Return each line of the records below verbatim, omitting the pictures.

Dataset excerpt

········

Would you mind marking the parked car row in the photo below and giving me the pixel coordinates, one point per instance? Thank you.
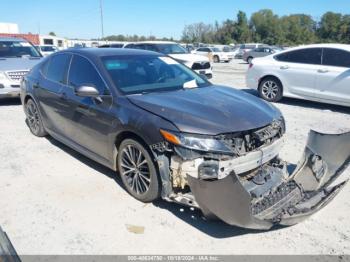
(214, 53)
(315, 72)
(199, 64)
(171, 134)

········

§ **FULL RESPONSE**
Would you mind marking the parked car row in the photo below and giving me the pixel coordinates, one point per instance? Thank you.
(214, 53)
(315, 72)
(199, 64)
(171, 134)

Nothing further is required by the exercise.